RELIGIOUS AFFAIRS: The failure of the Western Wall compromise made the ultra-orthodox community more determined to take control.

Who would have ever thought that a group of haredi Israeli women would carry flags with the symbol of the World Zionist Organization while creating a pre-Independence Day prayer service at the Western Wall? As reported extensively, the event became violent when the women clashed with a Women of the Wall service. They were later criticized by WZO chairman Yaakov Hagoel.

These haredi women didn’t just happen to be at the Wall during a Rosh Hodesh prayer service, but, rather, wanted to send a message to heads of the Zionist movement that the movement’s support for organizations such as Women of the Wall is something they see as negative and wrong. The Orthodox prayer service was organized in cooperation with two WZO departments, headed by representatives of the World Shas and Eretz Hakodesh (the Holy Land) political factions.

That confrontation was another outgrowth of the cancellation of the Western Wall compromise exactly five years ago in June 2017.

Information provided:

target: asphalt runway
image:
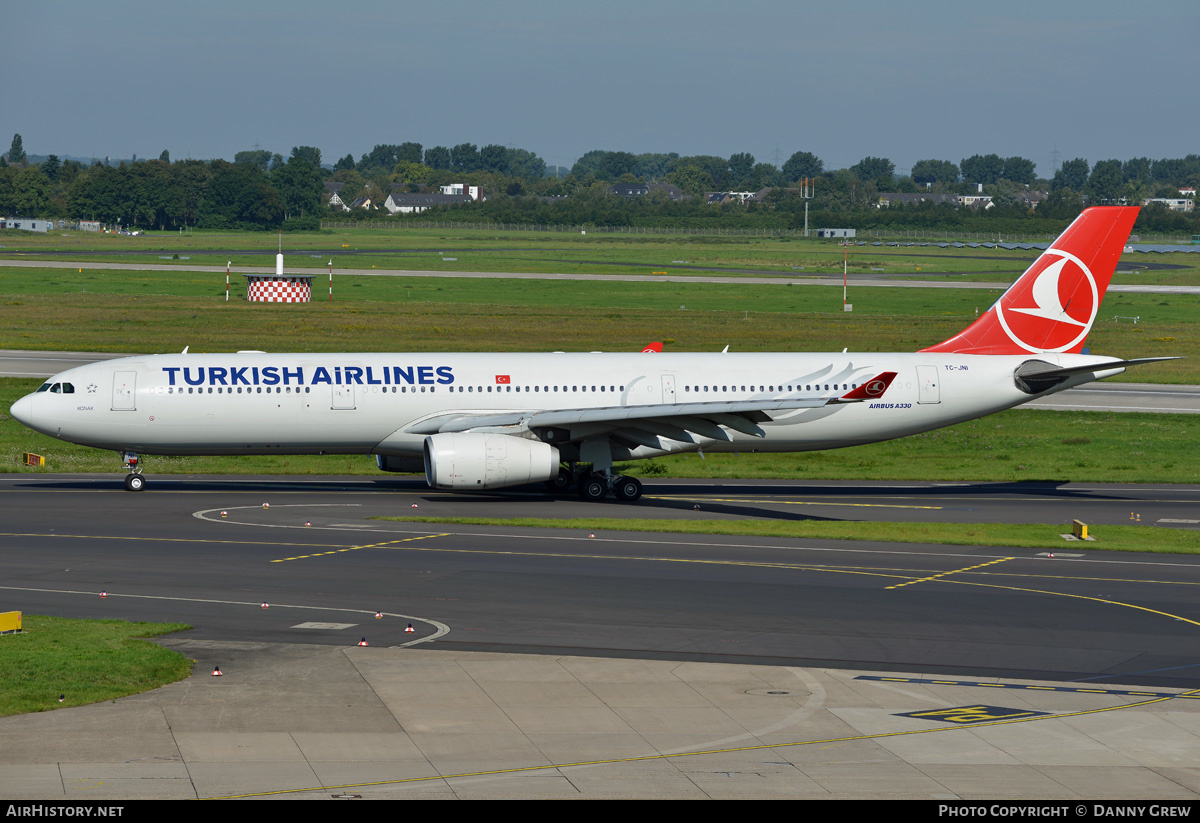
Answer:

Tasks and exercises:
**a.** In the Western Wall article, when was the Western Wall compromise canceled?
**b.** Return the portion of the Western Wall article that opens with the words containing "Who would have" and closes with "Land) political factions.".
The lines aren't needed here.

Answers provided:
**a.** June 2017

**b.**
Who would have ever thought that a group of haredi Israeli women would carry flags with the symbol of the World Zionist Organization while creating a pre-Independence Day prayer service at the Western Wall? As reported extensively, the event became violent when the women clashed with a Women of the Wall service. They were later criticized by WZO chairman Yaakov Hagoel.

These haredi women didn’t just happen to be at the Wall during a Rosh Hodesh prayer service, but, rather, wanted to send a message to heads of the Zionist movement that the movement’s support for organizations such as Women of the Wall is something they see as negative and wrong. The Orthodox prayer service was organized in cooperation with two WZO departments, headed by representatives of the World Shas and Eretz Hakodesh (the Holy Land) political factions.